▶ [Exercise requirements]: Each of the following records is to be output exactly.

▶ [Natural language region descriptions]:
□ □ □ □

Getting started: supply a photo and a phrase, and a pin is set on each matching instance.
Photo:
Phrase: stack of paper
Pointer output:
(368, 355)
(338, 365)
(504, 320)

□ □ □ □

▶ [Response area]:
Getting started: supply a photo and a phrase, and a pin is set on each matching instance.
Photo:
Phrase: stack of paper
Pointer output:
(368, 355)
(338, 365)
(504, 320)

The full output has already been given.